## Ausgewählter Textauszug
#####
Innerhalb der Sowjetunion zählte Gumiljow sieben Superethnien: großrussisch (Russen, Weißrussen, Ukrainer …), steppisch (Kasachen, Tataren, Kalmücken …), islamisch (Turkmenen, Usbeken), westeuropäisch (Litauer, Esten, Letten), arktisch (Tungusen, Chanten, Ewenken …), byzantinisch (Georgier, Armenier) und jüdisch, wobei er in letzterer Ethnie einen »chimärischen«, »parasitischen«, »antisystemischen« Sonderfall ohne organische Verhaftung an eine konkrete Landschaft erblickte, was ihre Neigung zum Kosmopolitismus und Merkantilismus fördere. Im Lebenszyklus der Ethnien, der rund 1200 Jahre andauert, folgt auf die akmetische Phase eine Umbruchsphase, die von einem starken Abfall der Passionarität der Superethnie gekennzeichnet ist.
Diese Phase kann nichtsdestoweniger von starken Unruhen und gewaltsamen Konflikten gekennzeichnet sein. Dieser folgt die »Trägheitsphase«, der »goldene Herbst« einer Kultur, in der die Früchte der vergangenen Errungenschaften verzehrt werden, während die leidenschaftslosen »Subpassionaren«, eine Art »letzte Menschen«, überhandnehmen. Dieser Phase folgen Fellachisierung, Stillstand und schließlich Verlöschen der ethnokulturellen Traditionen. Anders als Spengler, der das Entstehen einer neuen Zivilisation in Rußland prophezeite, sah Gumiljow sein Volk im Stadium des ethnischen Herbstes angelangt, der, wie er hoffte, eine Ära von Frieden und Ordnung bringen werde.
#####
## Bereitgestellte Datensätze
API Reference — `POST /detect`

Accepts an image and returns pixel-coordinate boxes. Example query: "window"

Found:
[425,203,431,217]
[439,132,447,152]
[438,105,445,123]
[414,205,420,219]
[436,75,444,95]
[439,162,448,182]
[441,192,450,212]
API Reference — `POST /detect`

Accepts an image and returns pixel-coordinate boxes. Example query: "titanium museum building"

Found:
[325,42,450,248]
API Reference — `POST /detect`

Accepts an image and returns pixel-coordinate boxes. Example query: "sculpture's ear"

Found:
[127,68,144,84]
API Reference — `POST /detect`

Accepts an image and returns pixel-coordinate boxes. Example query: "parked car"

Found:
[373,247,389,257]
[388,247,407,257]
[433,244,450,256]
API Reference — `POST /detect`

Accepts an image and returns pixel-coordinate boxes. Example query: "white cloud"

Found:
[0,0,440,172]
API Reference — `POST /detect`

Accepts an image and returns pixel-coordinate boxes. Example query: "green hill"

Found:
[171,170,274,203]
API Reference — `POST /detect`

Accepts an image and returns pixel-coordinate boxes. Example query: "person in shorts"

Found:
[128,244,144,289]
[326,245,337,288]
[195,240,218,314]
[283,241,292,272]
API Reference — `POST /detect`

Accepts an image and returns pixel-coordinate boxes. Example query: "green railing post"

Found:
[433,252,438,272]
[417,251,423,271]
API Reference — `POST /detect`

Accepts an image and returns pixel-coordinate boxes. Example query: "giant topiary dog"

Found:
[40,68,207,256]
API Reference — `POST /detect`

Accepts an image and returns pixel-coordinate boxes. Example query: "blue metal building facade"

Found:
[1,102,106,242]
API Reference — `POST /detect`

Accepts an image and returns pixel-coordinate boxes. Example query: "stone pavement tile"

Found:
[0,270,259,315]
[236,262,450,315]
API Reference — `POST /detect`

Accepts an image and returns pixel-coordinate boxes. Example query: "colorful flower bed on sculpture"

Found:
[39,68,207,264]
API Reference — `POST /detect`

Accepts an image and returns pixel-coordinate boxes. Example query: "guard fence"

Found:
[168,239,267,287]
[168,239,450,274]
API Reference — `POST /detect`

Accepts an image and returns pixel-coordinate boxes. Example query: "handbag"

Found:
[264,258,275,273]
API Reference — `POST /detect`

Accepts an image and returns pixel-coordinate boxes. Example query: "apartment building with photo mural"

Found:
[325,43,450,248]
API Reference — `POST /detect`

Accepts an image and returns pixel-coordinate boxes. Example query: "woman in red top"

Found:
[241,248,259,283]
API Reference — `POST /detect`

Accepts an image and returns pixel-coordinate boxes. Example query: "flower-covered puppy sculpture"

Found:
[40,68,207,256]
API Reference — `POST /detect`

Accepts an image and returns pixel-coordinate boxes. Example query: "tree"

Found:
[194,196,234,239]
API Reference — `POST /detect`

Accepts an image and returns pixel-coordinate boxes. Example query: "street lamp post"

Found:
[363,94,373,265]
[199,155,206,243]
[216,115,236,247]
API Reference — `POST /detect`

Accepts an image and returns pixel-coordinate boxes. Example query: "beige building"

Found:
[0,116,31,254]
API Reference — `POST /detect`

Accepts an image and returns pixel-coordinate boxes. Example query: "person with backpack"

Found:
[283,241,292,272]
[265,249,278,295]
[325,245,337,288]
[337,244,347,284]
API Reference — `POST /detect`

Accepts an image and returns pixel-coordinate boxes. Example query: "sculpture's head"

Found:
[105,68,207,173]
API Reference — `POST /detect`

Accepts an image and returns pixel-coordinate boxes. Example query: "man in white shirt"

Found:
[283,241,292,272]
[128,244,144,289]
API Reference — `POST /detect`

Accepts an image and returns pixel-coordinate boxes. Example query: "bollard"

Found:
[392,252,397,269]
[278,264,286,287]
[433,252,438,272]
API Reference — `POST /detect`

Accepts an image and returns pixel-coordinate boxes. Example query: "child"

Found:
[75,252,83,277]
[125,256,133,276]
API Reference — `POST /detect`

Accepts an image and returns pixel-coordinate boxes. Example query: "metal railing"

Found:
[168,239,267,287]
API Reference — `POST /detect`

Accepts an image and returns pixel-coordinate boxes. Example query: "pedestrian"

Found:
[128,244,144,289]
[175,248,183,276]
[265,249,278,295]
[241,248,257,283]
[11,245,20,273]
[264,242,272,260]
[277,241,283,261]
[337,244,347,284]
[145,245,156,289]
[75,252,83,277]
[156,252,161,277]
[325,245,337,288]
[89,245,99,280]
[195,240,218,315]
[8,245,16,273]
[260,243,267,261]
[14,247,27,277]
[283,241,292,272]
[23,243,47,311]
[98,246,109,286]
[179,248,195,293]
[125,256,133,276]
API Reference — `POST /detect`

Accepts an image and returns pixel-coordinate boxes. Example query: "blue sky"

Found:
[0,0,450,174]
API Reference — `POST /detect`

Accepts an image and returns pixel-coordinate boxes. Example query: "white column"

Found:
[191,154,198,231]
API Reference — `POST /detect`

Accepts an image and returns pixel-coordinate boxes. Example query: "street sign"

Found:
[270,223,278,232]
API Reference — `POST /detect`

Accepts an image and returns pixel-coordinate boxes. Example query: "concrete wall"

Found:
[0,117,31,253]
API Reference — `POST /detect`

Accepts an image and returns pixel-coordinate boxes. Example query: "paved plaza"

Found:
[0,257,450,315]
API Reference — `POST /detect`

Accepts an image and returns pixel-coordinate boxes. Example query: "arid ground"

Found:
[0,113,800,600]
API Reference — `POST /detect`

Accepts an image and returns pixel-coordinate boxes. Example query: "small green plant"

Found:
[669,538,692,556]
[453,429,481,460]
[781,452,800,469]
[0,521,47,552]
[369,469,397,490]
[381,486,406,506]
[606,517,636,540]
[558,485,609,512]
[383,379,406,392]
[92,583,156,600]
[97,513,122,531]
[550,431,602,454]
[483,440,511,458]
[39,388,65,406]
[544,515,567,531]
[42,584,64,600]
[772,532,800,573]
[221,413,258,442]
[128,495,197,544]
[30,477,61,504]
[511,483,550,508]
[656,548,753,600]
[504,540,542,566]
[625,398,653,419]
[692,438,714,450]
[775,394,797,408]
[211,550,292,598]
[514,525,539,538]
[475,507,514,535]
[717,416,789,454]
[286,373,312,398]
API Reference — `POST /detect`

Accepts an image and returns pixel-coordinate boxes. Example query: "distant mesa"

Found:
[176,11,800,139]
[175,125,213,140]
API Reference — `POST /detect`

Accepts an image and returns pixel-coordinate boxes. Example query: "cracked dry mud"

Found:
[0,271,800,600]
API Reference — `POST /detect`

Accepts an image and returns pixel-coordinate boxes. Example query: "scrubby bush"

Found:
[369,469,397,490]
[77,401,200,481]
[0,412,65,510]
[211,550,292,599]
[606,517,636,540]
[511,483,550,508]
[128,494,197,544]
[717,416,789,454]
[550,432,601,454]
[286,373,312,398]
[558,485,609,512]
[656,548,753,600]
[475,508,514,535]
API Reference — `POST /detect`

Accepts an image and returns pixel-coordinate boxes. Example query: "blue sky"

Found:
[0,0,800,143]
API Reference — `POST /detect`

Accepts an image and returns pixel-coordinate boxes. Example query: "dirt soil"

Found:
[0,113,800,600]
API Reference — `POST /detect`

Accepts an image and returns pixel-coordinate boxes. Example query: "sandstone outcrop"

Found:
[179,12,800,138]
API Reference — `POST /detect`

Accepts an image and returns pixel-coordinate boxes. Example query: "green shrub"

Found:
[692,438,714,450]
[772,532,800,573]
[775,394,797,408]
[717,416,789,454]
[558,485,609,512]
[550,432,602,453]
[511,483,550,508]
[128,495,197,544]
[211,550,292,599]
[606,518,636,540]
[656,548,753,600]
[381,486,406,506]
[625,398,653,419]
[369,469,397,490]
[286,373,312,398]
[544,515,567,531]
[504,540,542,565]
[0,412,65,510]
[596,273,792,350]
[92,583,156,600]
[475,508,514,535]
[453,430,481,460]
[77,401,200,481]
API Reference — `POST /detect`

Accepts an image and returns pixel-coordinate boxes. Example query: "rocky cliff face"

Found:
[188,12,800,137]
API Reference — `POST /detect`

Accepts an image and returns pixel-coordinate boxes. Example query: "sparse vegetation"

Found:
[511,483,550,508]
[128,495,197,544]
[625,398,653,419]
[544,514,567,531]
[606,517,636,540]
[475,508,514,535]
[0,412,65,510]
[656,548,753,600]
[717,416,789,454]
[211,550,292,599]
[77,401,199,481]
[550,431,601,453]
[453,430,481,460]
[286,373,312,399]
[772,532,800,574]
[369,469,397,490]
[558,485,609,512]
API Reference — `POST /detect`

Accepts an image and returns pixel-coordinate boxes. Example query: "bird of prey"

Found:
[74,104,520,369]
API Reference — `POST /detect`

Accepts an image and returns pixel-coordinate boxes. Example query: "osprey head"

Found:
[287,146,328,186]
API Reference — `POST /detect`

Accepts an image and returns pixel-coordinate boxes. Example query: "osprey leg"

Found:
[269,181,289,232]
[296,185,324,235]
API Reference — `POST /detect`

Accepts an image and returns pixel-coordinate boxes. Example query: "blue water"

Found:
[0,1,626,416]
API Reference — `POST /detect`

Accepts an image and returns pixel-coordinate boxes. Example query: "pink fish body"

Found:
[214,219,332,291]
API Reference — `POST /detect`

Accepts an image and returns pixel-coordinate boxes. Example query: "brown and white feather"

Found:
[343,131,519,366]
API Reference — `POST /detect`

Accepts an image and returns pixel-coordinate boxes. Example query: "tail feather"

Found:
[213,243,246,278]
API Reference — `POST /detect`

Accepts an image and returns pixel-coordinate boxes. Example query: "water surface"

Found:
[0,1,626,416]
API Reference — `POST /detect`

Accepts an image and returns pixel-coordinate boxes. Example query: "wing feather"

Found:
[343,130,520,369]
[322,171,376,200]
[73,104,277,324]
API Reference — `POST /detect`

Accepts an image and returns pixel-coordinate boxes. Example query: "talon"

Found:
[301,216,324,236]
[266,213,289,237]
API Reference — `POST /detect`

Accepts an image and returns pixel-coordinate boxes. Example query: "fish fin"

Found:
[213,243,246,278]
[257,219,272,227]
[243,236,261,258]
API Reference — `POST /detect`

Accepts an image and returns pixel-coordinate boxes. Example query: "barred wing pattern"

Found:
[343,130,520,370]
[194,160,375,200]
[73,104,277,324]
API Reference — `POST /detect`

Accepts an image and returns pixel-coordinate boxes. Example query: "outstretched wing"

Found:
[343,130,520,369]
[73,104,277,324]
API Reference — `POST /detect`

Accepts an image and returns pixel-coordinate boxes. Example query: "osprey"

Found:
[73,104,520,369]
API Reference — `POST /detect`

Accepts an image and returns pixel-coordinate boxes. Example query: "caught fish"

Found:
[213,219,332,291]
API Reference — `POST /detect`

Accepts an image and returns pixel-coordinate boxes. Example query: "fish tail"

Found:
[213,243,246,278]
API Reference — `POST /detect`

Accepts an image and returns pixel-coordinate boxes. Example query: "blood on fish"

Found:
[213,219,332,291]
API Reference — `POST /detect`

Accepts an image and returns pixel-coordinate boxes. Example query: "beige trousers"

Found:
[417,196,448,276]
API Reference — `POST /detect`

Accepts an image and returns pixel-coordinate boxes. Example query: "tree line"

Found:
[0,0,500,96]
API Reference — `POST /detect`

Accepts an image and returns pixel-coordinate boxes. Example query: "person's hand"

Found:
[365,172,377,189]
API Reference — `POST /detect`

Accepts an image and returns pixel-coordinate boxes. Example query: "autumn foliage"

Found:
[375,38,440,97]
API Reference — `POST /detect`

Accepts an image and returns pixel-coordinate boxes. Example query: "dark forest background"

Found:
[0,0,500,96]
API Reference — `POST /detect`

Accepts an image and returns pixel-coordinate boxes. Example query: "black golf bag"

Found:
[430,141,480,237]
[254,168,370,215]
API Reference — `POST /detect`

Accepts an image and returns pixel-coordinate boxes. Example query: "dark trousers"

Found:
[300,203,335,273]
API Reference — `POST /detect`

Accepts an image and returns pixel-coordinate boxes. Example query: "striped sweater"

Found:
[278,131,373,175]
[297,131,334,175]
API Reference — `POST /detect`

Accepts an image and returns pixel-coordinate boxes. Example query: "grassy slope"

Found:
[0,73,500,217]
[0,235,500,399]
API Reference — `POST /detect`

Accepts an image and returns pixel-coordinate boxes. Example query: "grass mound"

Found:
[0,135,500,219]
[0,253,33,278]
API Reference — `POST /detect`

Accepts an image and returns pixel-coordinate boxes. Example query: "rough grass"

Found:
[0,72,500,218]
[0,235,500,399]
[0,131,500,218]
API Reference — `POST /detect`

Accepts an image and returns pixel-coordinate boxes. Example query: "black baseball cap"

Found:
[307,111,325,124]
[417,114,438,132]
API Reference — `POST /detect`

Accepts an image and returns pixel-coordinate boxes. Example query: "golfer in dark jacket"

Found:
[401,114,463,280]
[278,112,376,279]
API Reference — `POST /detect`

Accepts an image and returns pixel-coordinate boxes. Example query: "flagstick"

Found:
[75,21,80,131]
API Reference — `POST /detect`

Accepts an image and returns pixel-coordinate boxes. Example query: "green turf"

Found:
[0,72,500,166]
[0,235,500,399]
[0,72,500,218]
#####
## Aufgabenstellung
Fassen Sie den Textauszug über Gumiljows Lehre von den Ethnien in zwei Sätzen zusammen. Stützen Sie sich bitte ausschließlich auf den Textauszug.

## Ihre Antwort
Gumiljow zählte innerhalb der Sowjetunion sieben Superethnien, darunter die großrussische, die steppische und die jüdische, die er als »chimärischen« Sonderfall ohne organische Bindung an eine konkrete Landschaft ansah. Im rund 1200 Jahre dauernden Lebenszyklus der Ethnien folgen auf die akmetische Phase eine Umbruchsphase, die Trägheitsphase sowie Fellachisierung, Stillstand und Verlöschen, und anders als Spengler sah Gumiljow sein Volk im ethnischen Herbst angelangt, von dem er sich eine Ära von Frieden und Ordnung erhoffte.